---------- ОТРЫВОК ТЕКСТА ----------

Говоря о системе национальных образов и метафор, специалисты отмечают, что в современной политической метафорике стран Запада и Востока присутствуют общие черты. Тем не менее цивилизационное пространство Востока обладает существенным метафорическим своеобразием (Wang Dongshuo 2011). Китай является носителем древнейшей исторической и литературной традиции, и в его культуре сформировался огромный пласт прецедентных феноменов, отражающихся в современном дискурсе в виде фразеологизмов, цитат и словесных клише. Присутствуя в китайском дискурсе на протяжении нескольких сотен или даже тысяч лет, многие из них приобрели символическое значение и превратились в имена нарицательные.

Китайская культурная среда с ее спецификой и феноменом исторической памяти влияет на политический язык, закрепляя в нем ряд традиционных для китайской политической культуры фраз и выражений. Классический китайский политический язык становится способом формирования нового варианта политического языка, соответствующего реалиям модернизирующегося Китая (Виноградов 2008). Логично предположить, что традиционные фразы и словосочетания сознательно вводятся в современный политический дискурс КНР, то есть что традиционный политический язык обладает определенной функциональной нагрузкой (Берзиня 2008), в частности способствует уменьшению давления западного дискурса демократии и пониманию политических процессов в рамках собственно китайской политической культуры.

Еще одна функция традиционного языка – консолидация общества. Политический язык классического Китая является достоянием всех представителей китайского народа, откуда вытекает и возможность использования его как инструмента для снятия внутреннего напряжения, особенно при осуществлении реформ, когда велика вероятность социального расслоения. Традиционные элементы позволяют каждому члену сообщества ощутить свою принадлежность к единой культурно-исторической линии.

----------

# ЧТО НУЖНО СДЕЛАТЬ:
1) Какой традиции, согласно тексту о китайском политическом языке, является носителем Китай?
2) Перепишите фрагмент текста о китайском политическом языке, который открывается словами «Еще одна функция» и завершается словами «единой культурно-исторической линии.». Подставьте в нем «преобразований» вместо «реформ».
3) Пожалуйста, допишите текст о китайском политическом языке дальше, начав сразу после его последнего предложения.

---------- ЗАПИСАННЫЕ ДАННЫЕ ----------

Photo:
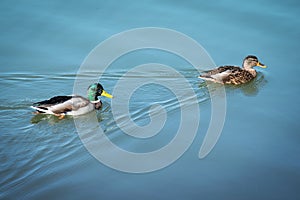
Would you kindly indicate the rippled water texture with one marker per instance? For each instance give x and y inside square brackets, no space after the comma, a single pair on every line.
[43,44]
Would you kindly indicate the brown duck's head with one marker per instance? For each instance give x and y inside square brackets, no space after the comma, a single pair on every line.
[252,61]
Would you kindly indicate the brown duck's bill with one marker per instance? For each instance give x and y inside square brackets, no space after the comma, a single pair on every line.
[261,65]
[105,94]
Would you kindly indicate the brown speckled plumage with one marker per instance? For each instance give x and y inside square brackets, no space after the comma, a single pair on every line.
[233,74]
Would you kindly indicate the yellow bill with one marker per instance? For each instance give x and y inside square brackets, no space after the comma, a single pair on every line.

----------

# ОТВЕТЫ ПО ПОРЯДКУ:
1) Древнейшей исторической и литературной традиции.

2)
Еще одна функция традиционного языка – консолидация общества. Политический язык классического Китая является достоянием всех представителей китайского народа, откуда вытекает и возможность использования его как инструмента для снятия внутреннего напряжения, особенно при осуществлении преобразований, когда велика вероятность социального расслоения. Традиционные элементы позволяют каждому члену сообщества ощутить свою принадлежность к единой культурно-исторической линии.

3)
Руководство КНР ищет новые подходы к развитию китайского общества, используя в качестве основы традиционные принципы культуры. Конфуцианские ценности органично интегрируются в современный внутриполитический процесс, выступая надежным гарантом стабильности и консолидации общества, поскольку характерная черта конфуцианства – способность органично приспосабливаться к изменениям эпохи. Это закладывает прочный фундамент для преемственности традиционной культурной доктрины, что играет важную роль в истории политической власти Китая.

Яркими примерами служат такие традиционные сентенции, как 以德治国 (yi dao zhi de) – «управлять государством с помощью добродетели “дэ”»; 以人为本 (yi ren wei ben) – «рассматривать человека как корень всего»; 天下为公 (tian xia wei gong) – «Поднебесная является общим достоянием». Идейно-философской основой создания благоприятного образа Китая выступает идеология конфуцианского гуманизма, терпимости и миролюбия. Конфуцианские цитаты, в частности выражения из «Лунь Юй», например такие как 和为贵 (he wei gui) – «согласие – это драгоценность», или 和而不同 (he er bu tong) – «объединение без унификации», широко используются и во внешнеполитических отношениях.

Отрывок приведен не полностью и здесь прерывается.